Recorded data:

....

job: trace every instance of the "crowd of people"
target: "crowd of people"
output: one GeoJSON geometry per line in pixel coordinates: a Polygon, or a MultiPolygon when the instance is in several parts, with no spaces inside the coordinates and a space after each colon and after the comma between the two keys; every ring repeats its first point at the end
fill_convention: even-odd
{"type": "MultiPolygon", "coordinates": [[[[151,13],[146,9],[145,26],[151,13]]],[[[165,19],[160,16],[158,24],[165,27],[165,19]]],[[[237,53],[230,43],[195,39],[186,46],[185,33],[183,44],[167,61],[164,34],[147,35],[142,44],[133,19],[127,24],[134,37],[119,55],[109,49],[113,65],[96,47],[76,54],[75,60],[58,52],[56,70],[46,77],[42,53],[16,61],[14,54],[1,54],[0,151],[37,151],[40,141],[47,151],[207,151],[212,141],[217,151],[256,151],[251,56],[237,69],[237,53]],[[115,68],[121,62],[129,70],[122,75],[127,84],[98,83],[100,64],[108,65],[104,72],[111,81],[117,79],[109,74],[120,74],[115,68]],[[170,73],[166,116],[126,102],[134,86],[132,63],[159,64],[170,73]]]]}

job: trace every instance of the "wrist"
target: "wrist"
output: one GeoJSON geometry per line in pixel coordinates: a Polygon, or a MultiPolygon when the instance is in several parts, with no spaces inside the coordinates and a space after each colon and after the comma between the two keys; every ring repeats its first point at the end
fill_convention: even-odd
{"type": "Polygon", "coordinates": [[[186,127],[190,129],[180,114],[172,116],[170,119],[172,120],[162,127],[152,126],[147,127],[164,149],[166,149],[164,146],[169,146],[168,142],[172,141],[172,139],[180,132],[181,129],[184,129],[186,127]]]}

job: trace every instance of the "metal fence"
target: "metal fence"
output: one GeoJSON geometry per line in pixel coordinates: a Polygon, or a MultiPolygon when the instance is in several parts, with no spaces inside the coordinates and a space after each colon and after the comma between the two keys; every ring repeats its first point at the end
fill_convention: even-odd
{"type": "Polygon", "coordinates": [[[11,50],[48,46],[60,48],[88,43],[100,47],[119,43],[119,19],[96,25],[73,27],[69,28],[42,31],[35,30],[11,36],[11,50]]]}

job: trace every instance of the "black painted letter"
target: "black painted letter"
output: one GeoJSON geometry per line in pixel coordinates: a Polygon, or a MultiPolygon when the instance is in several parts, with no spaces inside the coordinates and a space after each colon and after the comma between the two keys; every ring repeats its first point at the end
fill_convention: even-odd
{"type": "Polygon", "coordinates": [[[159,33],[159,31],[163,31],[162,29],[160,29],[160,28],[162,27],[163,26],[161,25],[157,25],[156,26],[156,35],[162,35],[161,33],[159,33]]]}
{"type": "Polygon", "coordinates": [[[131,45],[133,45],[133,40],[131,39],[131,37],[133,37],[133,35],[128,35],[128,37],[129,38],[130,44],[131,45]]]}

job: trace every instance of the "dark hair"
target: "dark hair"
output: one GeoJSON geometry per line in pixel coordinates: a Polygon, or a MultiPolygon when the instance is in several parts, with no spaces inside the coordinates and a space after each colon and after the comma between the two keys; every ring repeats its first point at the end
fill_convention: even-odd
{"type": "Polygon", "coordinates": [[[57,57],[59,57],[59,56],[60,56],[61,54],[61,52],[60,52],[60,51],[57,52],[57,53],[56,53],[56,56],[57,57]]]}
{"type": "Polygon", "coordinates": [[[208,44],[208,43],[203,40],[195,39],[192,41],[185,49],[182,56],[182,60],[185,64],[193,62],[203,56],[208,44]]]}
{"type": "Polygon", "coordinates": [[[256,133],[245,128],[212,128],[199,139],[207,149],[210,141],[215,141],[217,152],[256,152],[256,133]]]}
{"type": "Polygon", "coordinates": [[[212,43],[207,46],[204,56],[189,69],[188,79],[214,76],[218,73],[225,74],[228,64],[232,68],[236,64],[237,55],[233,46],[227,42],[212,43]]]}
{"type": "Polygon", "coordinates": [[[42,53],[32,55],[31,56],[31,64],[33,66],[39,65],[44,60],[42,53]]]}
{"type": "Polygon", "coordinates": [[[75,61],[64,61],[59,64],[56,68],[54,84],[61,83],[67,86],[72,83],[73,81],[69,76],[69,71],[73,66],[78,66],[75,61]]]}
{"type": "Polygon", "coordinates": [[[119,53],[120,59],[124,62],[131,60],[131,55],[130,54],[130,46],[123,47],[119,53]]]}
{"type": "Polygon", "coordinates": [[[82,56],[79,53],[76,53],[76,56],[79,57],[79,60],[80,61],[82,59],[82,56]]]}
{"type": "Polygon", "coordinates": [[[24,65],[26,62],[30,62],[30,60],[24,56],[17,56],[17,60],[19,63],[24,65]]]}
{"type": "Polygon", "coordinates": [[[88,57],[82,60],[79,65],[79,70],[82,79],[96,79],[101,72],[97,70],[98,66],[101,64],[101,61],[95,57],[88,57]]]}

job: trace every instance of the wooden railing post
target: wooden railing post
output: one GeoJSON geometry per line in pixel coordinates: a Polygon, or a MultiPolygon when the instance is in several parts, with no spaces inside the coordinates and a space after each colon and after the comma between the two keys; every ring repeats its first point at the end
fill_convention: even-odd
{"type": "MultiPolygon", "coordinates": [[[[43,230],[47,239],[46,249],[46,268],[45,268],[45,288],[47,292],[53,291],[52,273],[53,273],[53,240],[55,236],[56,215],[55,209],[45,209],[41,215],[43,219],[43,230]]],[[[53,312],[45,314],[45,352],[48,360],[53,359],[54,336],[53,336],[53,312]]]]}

....

Task goal:
The listing above should be transcribed in full, exactly as written.

Exercise solution:
job: trace every instance of the "crowd of people"
target: "crowd of people"
output: one GeoJSON geometry per line in pixel coordinates: a Polygon, or a MultiPolygon when the instance is in several parts, with no spaces inside the coordinates and a space after each colon and after the comma between the two keys; every ring repeats its first point at the end
fill_convention: even-odd
{"type": "MultiPolygon", "coordinates": [[[[151,13],[146,9],[145,26],[151,13]]],[[[165,19],[160,16],[158,24],[165,27],[165,19]]],[[[237,53],[230,43],[195,39],[186,46],[185,33],[183,44],[167,61],[164,34],[147,35],[142,44],[133,19],[127,24],[134,37],[119,55],[109,49],[113,65],[96,47],[76,54],[75,60],[58,52],[56,70],[46,77],[42,53],[16,61],[14,54],[1,54],[0,151],[37,151],[40,141],[47,151],[207,151],[212,141],[217,151],[256,151],[251,56],[237,69],[237,53]],[[115,68],[121,62],[129,70],[122,75],[127,84],[98,83],[100,64],[108,65],[104,72],[111,81],[117,79],[109,74],[120,74],[115,68]],[[170,73],[166,116],[126,102],[134,86],[132,63],[159,64],[170,73]]]]}

job: trace every instance of the "wrist"
target: "wrist"
output: one GeoJSON geometry per line in pixel coordinates: a Polygon, or a MultiPolygon when the instance is in several parts, with no spaces inside the coordinates and a space after each colon and after the comma between the two keys; every ring repeats its first point at the end
fill_convention: even-odd
{"type": "Polygon", "coordinates": [[[186,127],[190,129],[180,114],[172,116],[170,119],[172,120],[162,127],[152,126],[147,127],[164,149],[166,149],[164,146],[169,146],[168,142],[172,141],[172,139],[180,132],[181,129],[184,129],[186,127]]]}

job: trace every instance of the "metal fence"
target: "metal fence"
output: one GeoJSON geometry per line in pixel coordinates: a Polygon, or a MultiPolygon when the instance is in several parts, with no spaces inside the coordinates and a space after each colon and after the comma between the two keys; every ring repeats its first point at the end
fill_convention: even-odd
{"type": "Polygon", "coordinates": [[[11,50],[48,46],[60,48],[88,43],[100,47],[119,43],[119,19],[96,25],[73,27],[69,28],[42,31],[35,30],[11,36],[11,50]]]}

job: trace every instance of the "black painted letter"
target: "black painted letter"
output: one GeoJSON geometry per line in pixel coordinates: a Polygon, or a MultiPolygon when the instance is in several parts, with no spaces inside the coordinates and a space after each colon and after the comma between the two keys; every ring repeats its first point at the end
fill_convention: even-odd
{"type": "Polygon", "coordinates": [[[159,33],[159,31],[163,31],[162,29],[160,29],[160,28],[162,27],[163,26],[161,25],[157,25],[156,26],[156,35],[162,35],[161,33],[159,33]]]}
{"type": "Polygon", "coordinates": [[[131,45],[133,45],[133,40],[131,39],[131,37],[133,37],[133,35],[128,35],[128,37],[129,38],[130,44],[131,45]]]}

job: trace every instance of the "dark hair"
target: "dark hair"
output: one GeoJSON geometry per line in pixel coordinates: a Polygon, or a MultiPolygon when the instance is in several parts, with no spaces inside the coordinates and a space after each colon and after the comma between the two keys; every ring repeats its first point at the end
fill_convention: even-odd
{"type": "Polygon", "coordinates": [[[57,57],[59,57],[59,56],[60,56],[61,54],[61,52],[60,52],[60,51],[57,52],[57,53],[56,53],[56,56],[57,57]]]}
{"type": "Polygon", "coordinates": [[[208,44],[208,43],[203,40],[195,39],[192,41],[185,49],[182,56],[182,60],[185,64],[193,62],[203,56],[208,44]]]}
{"type": "Polygon", "coordinates": [[[256,133],[245,128],[212,128],[199,139],[207,149],[210,141],[215,141],[217,152],[256,152],[256,133]]]}
{"type": "Polygon", "coordinates": [[[212,43],[207,46],[204,56],[189,69],[188,79],[214,76],[218,73],[225,74],[228,64],[232,68],[236,64],[237,55],[233,46],[227,42],[212,43]]]}
{"type": "Polygon", "coordinates": [[[42,53],[32,55],[31,56],[31,64],[33,66],[39,65],[44,60],[42,53]]]}
{"type": "Polygon", "coordinates": [[[75,61],[64,61],[59,64],[56,68],[54,84],[61,83],[67,86],[72,83],[73,81],[69,76],[69,71],[73,66],[78,66],[75,61]]]}
{"type": "Polygon", "coordinates": [[[119,53],[120,59],[124,62],[131,60],[131,55],[130,54],[130,46],[123,47],[119,53]]]}
{"type": "Polygon", "coordinates": [[[82,56],[79,53],[76,53],[76,56],[79,57],[79,60],[80,61],[82,59],[82,56]]]}
{"type": "Polygon", "coordinates": [[[24,65],[26,62],[30,62],[30,60],[24,56],[17,56],[17,60],[19,63],[24,65]]]}
{"type": "Polygon", "coordinates": [[[88,57],[82,60],[79,65],[79,70],[82,79],[96,79],[101,72],[97,70],[98,66],[101,64],[101,61],[95,57],[88,57]]]}

job: trace every instance of the wooden railing post
target: wooden railing post
output: one GeoJSON geometry per line in pixel coordinates: a Polygon, or a MultiPolygon when the instance is in several parts, with no spaces inside the coordinates and a space after each colon and after the comma between the two keys; every ring repeats its first point at the end
fill_convention: even-odd
{"type": "MultiPolygon", "coordinates": [[[[43,230],[47,239],[46,249],[46,268],[45,268],[45,288],[47,292],[53,291],[52,273],[53,273],[53,240],[55,236],[56,215],[55,209],[45,209],[41,215],[43,219],[43,230]]],[[[53,312],[45,314],[45,352],[48,360],[53,359],[54,336],[53,336],[53,312]]]]}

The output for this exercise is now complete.